— Collection entries —
>>>>

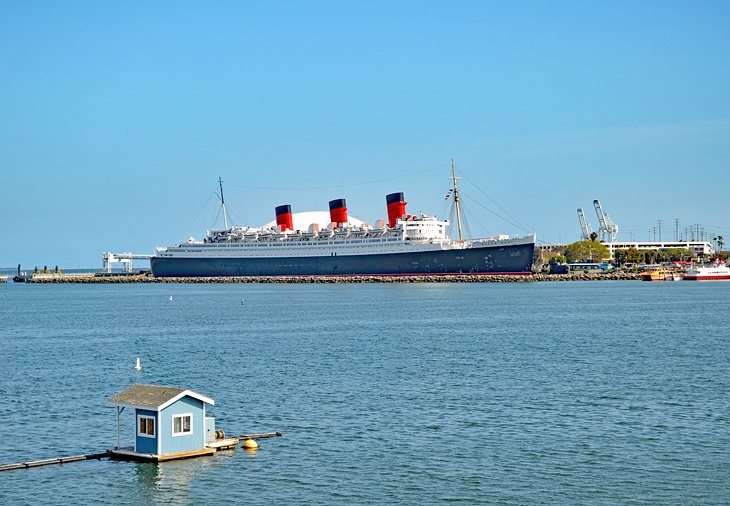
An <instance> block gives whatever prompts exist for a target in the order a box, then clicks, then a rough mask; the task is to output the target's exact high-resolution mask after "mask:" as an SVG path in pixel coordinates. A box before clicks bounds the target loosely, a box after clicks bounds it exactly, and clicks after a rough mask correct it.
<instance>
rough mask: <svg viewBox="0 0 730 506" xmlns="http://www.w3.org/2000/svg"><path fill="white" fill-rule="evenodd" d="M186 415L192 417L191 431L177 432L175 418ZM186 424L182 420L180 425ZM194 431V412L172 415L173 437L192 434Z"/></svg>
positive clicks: (186, 415)
mask: <svg viewBox="0 0 730 506" xmlns="http://www.w3.org/2000/svg"><path fill="white" fill-rule="evenodd" d="M186 416H189V417H190V431H189V432H175V419H176V418H185V417H186ZM183 426H184V425H183V423H182V421H181V422H180V427H181V428H182V427H183ZM192 433H193V414H192V413H180V414H179V415H172V437H180V436H190V435H191V434H192Z"/></svg>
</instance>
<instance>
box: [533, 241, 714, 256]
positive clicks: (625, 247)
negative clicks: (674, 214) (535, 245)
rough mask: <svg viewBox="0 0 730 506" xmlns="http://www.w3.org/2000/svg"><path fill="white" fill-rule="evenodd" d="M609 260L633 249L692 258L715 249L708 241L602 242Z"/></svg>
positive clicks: (560, 246) (549, 248) (712, 250)
mask: <svg viewBox="0 0 730 506" xmlns="http://www.w3.org/2000/svg"><path fill="white" fill-rule="evenodd" d="M603 244H604V245H605V246H606V247H607V248H608V251H609V253H611V258H613V253H614V251H616V250H617V249H629V248H634V249H638V250H641V251H646V250H650V251H663V250H666V249H674V248H677V249H686V250H689V251H690V252H691V253H692V255H693V256H699V255H700V254H702V256H712V255H714V254H715V248H713V247H712V243H710V242H709V241H648V242H636V241H617V242H604V243H603ZM567 246H568V244H539V245H538V246H537V247H538V249H540V250H541V251H555V250H560V249H563V248H565V247H567Z"/></svg>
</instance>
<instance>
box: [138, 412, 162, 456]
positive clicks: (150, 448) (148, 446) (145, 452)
mask: <svg viewBox="0 0 730 506" xmlns="http://www.w3.org/2000/svg"><path fill="white" fill-rule="evenodd" d="M135 411H136V412H135V415H134V442H135V447H134V448H135V450H134V451H136V452H137V453H152V454H157V438H158V437H160V424H159V419H158V417H157V412H156V411H150V410H147V409H137V410H135ZM140 415H143V416H150V417H152V418H154V419H155V437H144V436H140V435H139V416H140Z"/></svg>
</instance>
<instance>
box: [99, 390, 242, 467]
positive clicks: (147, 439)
mask: <svg viewBox="0 0 730 506" xmlns="http://www.w3.org/2000/svg"><path fill="white" fill-rule="evenodd" d="M109 402H110V403H111V404H114V405H116V407H117V447H116V448H115V449H113V450H110V453H111V455H112V457H115V458H120V459H133V460H153V461H162V460H171V459H178V458H188V457H197V456H200V455H210V454H213V453H215V452H216V450H219V449H222V448H230V447H232V446H235V445H236V444H237V443H238V440H237V439H230V438H229V439H225V438H216V430H215V419H214V418H212V417H208V416H206V406H212V405H214V404H215V402H214V401H213V399H211V398H209V397H206V396H204V395H201V394H198V393H196V392H193V391H191V390H184V389H182V388H175V387H166V386H159V385H132V386H131V387H129V388H128V389H126V390H125V391H123V392H121V393H119V394H117V395H115V396H114V397H112V398H111V399H109ZM125 409H132V410H134V446H133V447H131V448H120V447H119V430H120V428H119V417H120V415H121V413H122V412H123V411H124V410H125Z"/></svg>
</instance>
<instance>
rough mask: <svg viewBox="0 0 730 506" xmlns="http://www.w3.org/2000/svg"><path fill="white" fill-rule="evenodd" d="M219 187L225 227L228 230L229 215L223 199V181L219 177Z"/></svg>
mask: <svg viewBox="0 0 730 506" xmlns="http://www.w3.org/2000/svg"><path fill="white" fill-rule="evenodd" d="M218 186H220V189H221V194H220V197H221V208H222V209H223V227H224V228H225V229H226V230H228V215H227V214H226V201H225V200H224V199H223V180H222V179H221V178H220V176H218Z"/></svg>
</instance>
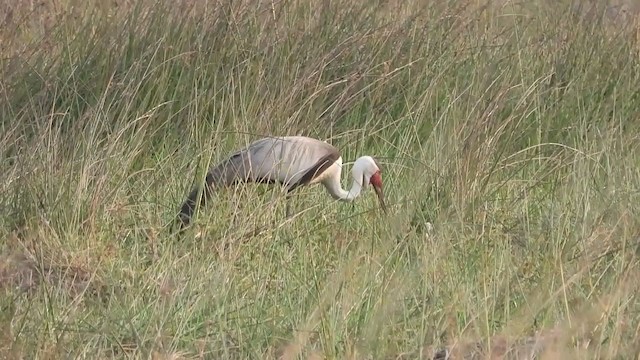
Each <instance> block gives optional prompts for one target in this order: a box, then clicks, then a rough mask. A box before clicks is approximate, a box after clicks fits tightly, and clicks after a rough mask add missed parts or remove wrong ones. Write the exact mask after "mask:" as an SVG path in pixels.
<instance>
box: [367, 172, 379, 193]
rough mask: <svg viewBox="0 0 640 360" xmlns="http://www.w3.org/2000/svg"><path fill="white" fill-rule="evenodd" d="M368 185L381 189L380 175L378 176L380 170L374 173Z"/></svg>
mask: <svg viewBox="0 0 640 360" xmlns="http://www.w3.org/2000/svg"><path fill="white" fill-rule="evenodd" d="M369 183H370V184H371V185H373V186H374V187H377V188H380V189H382V175H381V174H380V170H378V171H376V173H375V174H373V175H372V176H371V179H369Z"/></svg>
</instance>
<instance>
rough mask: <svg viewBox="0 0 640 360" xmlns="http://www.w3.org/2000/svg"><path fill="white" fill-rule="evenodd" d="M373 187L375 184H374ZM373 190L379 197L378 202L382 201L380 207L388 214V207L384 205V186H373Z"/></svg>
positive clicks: (377, 185) (382, 210) (380, 203)
mask: <svg viewBox="0 0 640 360" xmlns="http://www.w3.org/2000/svg"><path fill="white" fill-rule="evenodd" d="M372 185H373V184H372ZM373 190H374V191H375V192H376V195H378V201H380V207H381V208H382V211H384V213H385V214H386V213H387V205H386V204H385V203H384V191H382V186H378V185H373Z"/></svg>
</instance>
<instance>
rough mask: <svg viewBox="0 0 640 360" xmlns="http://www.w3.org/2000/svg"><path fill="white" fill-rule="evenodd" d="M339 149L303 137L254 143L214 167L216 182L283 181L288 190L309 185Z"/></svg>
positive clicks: (326, 167) (252, 181) (328, 163)
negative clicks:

<<<<

— WORK REQUEST —
With the pictures removed, print the entries above exactly.

— TASK OUTPUT —
An <instance> block gives whatever prompts exist for a target in the order a box, then clicks, then a rough mask; the task is to output the target's exact high-resolution mask after "mask:" as an SVG path in pixel coordinates. A box before clicks bounds the target loosely, a box after clicks bounds it exactly, and clicks after a rough mask correct it.
<instance>
rough mask: <svg viewBox="0 0 730 506" xmlns="http://www.w3.org/2000/svg"><path fill="white" fill-rule="evenodd" d="M186 415L192 417L191 431L177 432L175 418ZM186 424L182 420L180 425ZM194 431V412L172 415L173 437L192 434Z"/></svg>
positive clicks: (186, 415)
mask: <svg viewBox="0 0 730 506" xmlns="http://www.w3.org/2000/svg"><path fill="white" fill-rule="evenodd" d="M186 416H189V417H190V431H189V432H175V419H176V418H185V417H186ZM183 426H184V425H183V423H182V421H181V422H180V427H181V428H182V427H183ZM192 433H193V414H192V413H180V414H179V415H172V437H180V436H190V435H191V434H192Z"/></svg>
</instance>
<instance>
box: [533, 241, 714, 256]
positive clicks: (625, 247)
negative clicks: (674, 214) (535, 245)
rough mask: <svg viewBox="0 0 730 506" xmlns="http://www.w3.org/2000/svg"><path fill="white" fill-rule="evenodd" d="M609 260L633 249L692 258L715 249L708 241L602 242Z"/></svg>
positive clicks: (560, 246) (549, 248) (712, 250)
mask: <svg viewBox="0 0 730 506" xmlns="http://www.w3.org/2000/svg"><path fill="white" fill-rule="evenodd" d="M603 244H604V245H605V246H606V247H607V248H608V251H609V253H611V258H613V253H614V251H616V250H617V249H629V248H634V249H638V250H641V251H646V250H650V251H663V250H666V249H674V248H677V249H686V250H689V251H690V252H691V253H692V255H693V256H699V255H700V254H702V256H712V255H714V254H715V248H713V247H712V243H710V242H709V241H648V242H636V241H617V242H604V243H603ZM567 246H568V244H539V245H538V246H537V247H538V249H540V250H541V251H555V250H560V249H563V248H565V247H567Z"/></svg>
</instance>
<instance>
box: [138, 412, 162, 456]
positive clicks: (150, 448) (148, 446) (145, 452)
mask: <svg viewBox="0 0 730 506" xmlns="http://www.w3.org/2000/svg"><path fill="white" fill-rule="evenodd" d="M135 411H136V412H135V415H134V442H135V447H134V448H135V450H134V451H136V452H137V453H152V454H157V438H158V437H160V424H159V419H158V417H157V412H156V411H150V410H147V409H137V410H135ZM140 415H143V416H150V417H152V418H154V419H155V437H144V436H140V435H139V416H140Z"/></svg>
</instance>
<instance>
box: [99, 390, 242, 467]
positive clicks: (147, 439)
mask: <svg viewBox="0 0 730 506" xmlns="http://www.w3.org/2000/svg"><path fill="white" fill-rule="evenodd" d="M109 402H110V403H111V404H114V405H116V407H117V447H116V448H115V449H113V450H110V453H111V455H112V457H115V458H120V459H133V460H153V461H162V460H171V459H178V458H188V457H197V456H200V455H210V454H213V453H215V452H216V450H219V449H222V448H230V447H232V446H235V445H236V444H237V443H238V440H237V439H230V438H229V439H225V438H216V430H215V419H214V418H212V417H208V416H206V406H212V405H214V404H215V402H214V401H213V399H211V398H209V397H206V396H204V395H201V394H198V393H196V392H193V391H191V390H184V389H182V388H175V387H166V386H159V385H132V386H131V387H129V388H128V389H126V390H125V391H123V392H121V393H119V394H117V395H115V396H114V397H112V398H111V399H109ZM125 409H132V410H134V446H133V447H131V448H120V447H119V430H120V428H119V417H120V415H121V413H122V412H123V411H124V410H125Z"/></svg>
</instance>
<instance>
rough mask: <svg viewBox="0 0 730 506" xmlns="http://www.w3.org/2000/svg"><path fill="white" fill-rule="evenodd" d="M219 187L225 227L228 230L229 215L223 199V181L219 177Z"/></svg>
mask: <svg viewBox="0 0 730 506" xmlns="http://www.w3.org/2000/svg"><path fill="white" fill-rule="evenodd" d="M218 186H220V189H221V194H220V197H221V208H222V209H223V227H224V228H225V229H226V230H228V215H227V214H226V201H225V200H224V199H223V180H222V179H221V178H220V176H218Z"/></svg>
</instance>
Each <instance> block gives optional prompts for one target in this order: a box, then clicks, then a rough mask. A box before clicks is approximate, a box after clicks fits tightly, and clicks after a rough mask add missed parts or remove wrong ones. Write the exact mask after "mask:" as an SVG path in pixels.
<instance>
box: [367, 172, 379, 193]
rough mask: <svg viewBox="0 0 640 360" xmlns="http://www.w3.org/2000/svg"><path fill="white" fill-rule="evenodd" d="M368 185L381 189L380 175L378 176L380 170L374 173Z"/></svg>
mask: <svg viewBox="0 0 640 360" xmlns="http://www.w3.org/2000/svg"><path fill="white" fill-rule="evenodd" d="M369 183H370V184H371V185H373V186H374V187H377V188H380V189H382V175H381V174H380V170H378V171H376V173H375V174H373V175H372V176H371V179H369Z"/></svg>
</instance>
<instance>
rough mask: <svg viewBox="0 0 640 360" xmlns="http://www.w3.org/2000/svg"><path fill="white" fill-rule="evenodd" d="M373 187L375 184H374ZM373 190L379 197L378 202L382 201L380 207L388 214V207L384 205V186H373Z"/></svg>
positive clicks: (377, 185) (382, 210) (380, 203)
mask: <svg viewBox="0 0 640 360" xmlns="http://www.w3.org/2000/svg"><path fill="white" fill-rule="evenodd" d="M372 185H373V184H372ZM373 190H374V191H375V192H376V195H378V201H380V207H381V208H382V211H384V213H385V214H386V213H387V205H386V204H385V203H384V191H382V186H378V185H373Z"/></svg>
</instance>
<instance>
rough mask: <svg viewBox="0 0 640 360" xmlns="http://www.w3.org/2000/svg"><path fill="white" fill-rule="evenodd" d="M339 149L303 137L254 143L214 167L216 182L283 181L288 190L309 185Z"/></svg>
positive clicks: (326, 167) (252, 181) (328, 163)
negative clicks:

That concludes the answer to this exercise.